- Exercise goal
Count the lines below that contain the string "cabinet" and reply with the number alone.

- The data
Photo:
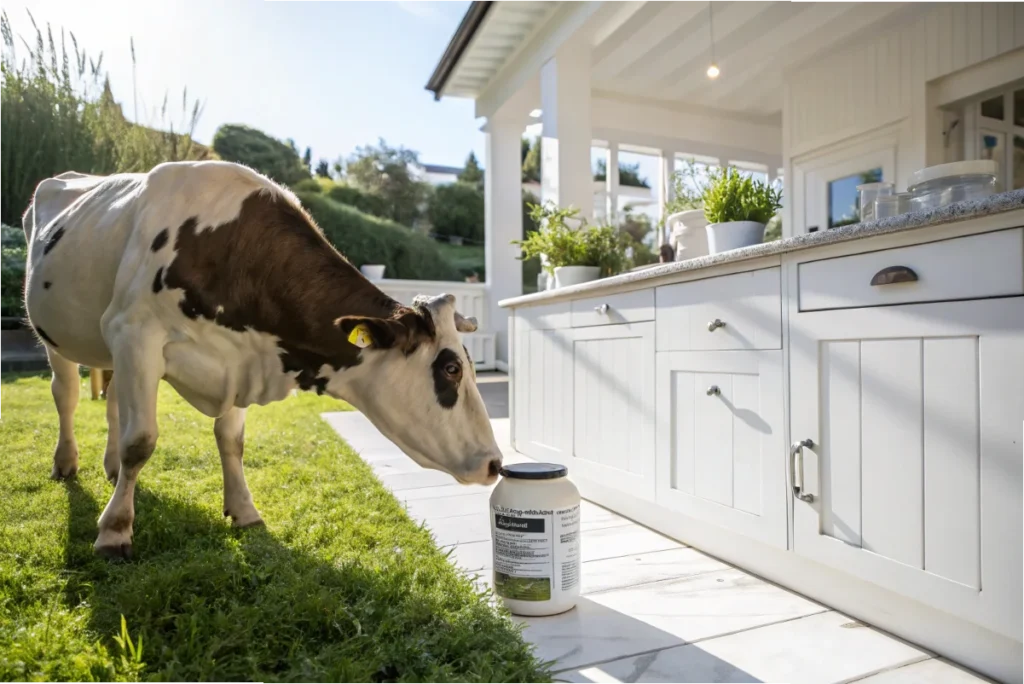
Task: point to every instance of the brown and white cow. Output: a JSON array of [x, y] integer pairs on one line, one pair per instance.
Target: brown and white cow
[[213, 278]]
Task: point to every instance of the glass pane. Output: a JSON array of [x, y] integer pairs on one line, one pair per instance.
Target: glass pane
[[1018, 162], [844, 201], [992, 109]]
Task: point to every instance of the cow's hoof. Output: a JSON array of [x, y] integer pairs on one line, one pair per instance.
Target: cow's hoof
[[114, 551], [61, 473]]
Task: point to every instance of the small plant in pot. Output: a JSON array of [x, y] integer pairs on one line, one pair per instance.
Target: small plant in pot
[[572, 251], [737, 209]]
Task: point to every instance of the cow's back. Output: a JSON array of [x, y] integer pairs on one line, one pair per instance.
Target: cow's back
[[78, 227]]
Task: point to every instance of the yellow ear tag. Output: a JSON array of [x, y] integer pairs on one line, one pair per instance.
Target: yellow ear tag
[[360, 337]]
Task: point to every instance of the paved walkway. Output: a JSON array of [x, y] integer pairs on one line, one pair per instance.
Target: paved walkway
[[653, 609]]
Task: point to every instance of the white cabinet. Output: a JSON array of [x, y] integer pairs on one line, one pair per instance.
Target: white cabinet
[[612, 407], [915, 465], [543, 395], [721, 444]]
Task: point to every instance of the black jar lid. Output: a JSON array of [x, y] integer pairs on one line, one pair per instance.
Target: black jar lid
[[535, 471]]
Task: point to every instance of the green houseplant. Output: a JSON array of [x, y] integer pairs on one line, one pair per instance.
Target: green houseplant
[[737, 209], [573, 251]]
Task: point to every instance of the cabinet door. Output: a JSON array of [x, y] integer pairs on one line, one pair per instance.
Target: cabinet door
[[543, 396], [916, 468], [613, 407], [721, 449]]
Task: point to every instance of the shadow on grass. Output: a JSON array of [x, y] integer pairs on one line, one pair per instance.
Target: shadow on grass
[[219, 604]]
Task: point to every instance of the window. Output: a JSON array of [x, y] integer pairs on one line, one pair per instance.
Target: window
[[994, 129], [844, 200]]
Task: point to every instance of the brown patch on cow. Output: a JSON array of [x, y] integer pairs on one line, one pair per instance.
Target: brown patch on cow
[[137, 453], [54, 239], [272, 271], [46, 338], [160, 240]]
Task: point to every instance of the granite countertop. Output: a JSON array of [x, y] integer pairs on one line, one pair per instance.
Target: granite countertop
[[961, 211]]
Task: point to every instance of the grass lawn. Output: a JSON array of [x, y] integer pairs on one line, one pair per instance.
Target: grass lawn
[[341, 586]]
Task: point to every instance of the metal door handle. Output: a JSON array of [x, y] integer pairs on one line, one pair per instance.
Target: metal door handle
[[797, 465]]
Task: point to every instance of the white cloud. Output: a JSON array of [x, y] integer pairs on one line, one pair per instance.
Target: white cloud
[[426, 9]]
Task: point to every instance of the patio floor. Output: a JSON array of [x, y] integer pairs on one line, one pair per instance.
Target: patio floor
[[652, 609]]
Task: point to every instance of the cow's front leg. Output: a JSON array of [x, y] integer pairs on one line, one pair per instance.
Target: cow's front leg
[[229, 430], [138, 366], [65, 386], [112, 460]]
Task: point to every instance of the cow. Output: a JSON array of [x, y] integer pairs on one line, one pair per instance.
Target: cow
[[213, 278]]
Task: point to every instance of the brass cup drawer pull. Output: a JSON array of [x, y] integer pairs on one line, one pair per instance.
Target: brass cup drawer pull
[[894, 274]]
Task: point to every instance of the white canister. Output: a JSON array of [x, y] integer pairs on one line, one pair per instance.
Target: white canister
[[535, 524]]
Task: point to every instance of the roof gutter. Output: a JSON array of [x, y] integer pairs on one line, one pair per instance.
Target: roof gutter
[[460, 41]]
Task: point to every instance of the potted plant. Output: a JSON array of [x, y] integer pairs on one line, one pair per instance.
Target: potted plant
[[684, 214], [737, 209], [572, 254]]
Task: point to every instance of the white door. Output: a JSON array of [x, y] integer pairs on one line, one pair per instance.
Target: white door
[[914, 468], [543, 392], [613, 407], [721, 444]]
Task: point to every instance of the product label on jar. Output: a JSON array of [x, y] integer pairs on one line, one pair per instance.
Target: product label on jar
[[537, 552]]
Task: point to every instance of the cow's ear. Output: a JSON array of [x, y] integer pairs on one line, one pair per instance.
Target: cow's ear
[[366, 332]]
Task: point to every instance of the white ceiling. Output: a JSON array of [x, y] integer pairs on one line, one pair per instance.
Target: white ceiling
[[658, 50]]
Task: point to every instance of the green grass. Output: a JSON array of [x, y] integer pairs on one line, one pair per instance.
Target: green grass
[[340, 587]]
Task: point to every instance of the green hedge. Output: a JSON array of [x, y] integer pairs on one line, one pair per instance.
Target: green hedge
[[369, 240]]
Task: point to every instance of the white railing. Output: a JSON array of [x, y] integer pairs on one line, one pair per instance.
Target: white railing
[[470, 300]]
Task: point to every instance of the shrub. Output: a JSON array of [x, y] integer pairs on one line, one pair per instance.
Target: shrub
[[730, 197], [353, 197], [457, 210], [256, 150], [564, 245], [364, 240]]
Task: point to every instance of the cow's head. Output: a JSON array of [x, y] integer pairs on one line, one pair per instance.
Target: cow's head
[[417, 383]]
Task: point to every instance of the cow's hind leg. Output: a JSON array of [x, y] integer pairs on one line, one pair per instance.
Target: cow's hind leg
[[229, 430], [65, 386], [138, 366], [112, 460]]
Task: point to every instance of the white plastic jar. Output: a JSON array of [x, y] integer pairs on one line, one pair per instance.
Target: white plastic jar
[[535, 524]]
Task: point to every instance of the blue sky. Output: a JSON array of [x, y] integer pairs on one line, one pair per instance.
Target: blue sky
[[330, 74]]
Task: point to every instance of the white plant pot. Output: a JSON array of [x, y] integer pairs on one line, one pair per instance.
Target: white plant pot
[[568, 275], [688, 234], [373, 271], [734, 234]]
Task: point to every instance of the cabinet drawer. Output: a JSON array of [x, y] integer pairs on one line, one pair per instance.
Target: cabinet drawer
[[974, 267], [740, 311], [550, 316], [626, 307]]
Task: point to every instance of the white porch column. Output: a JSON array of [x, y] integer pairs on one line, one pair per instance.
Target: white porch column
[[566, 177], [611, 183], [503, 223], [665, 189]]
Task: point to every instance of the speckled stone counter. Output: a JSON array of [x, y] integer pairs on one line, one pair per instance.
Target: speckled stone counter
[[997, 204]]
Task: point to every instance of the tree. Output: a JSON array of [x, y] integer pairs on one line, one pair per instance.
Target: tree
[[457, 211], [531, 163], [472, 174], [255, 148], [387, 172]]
==
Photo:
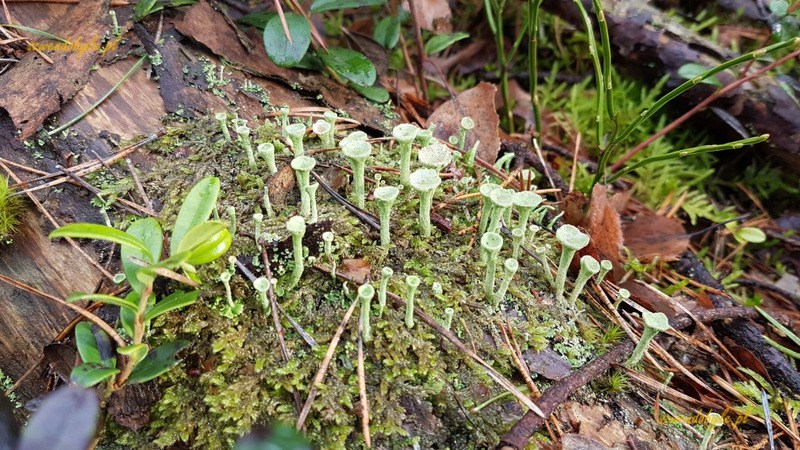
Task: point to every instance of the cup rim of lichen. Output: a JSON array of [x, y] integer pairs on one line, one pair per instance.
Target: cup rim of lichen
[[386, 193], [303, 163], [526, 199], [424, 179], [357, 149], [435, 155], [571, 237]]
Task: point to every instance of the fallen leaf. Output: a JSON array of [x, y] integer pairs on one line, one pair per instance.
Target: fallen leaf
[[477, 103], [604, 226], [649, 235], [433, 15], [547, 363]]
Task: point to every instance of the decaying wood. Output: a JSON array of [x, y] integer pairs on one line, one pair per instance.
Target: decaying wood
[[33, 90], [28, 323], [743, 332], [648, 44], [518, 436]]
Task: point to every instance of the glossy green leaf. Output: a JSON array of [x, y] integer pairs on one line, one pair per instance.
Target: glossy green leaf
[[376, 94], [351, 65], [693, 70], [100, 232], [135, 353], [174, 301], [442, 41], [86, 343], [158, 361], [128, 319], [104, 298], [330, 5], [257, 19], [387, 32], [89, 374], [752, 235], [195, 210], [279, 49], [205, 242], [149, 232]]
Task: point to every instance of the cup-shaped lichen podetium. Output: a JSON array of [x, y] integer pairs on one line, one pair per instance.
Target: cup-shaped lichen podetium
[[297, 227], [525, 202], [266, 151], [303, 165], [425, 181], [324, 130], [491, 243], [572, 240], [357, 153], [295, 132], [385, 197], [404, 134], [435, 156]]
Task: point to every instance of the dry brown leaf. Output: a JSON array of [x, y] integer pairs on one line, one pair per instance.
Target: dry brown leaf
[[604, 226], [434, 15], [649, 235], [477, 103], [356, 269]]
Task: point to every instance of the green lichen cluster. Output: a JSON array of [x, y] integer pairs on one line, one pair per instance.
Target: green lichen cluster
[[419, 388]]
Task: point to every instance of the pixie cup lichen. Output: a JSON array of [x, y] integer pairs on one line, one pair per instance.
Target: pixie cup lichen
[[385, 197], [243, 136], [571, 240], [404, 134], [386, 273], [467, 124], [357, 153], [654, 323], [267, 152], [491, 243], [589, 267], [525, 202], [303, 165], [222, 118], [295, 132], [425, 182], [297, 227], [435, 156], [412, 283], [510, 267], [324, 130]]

- Exercise output
6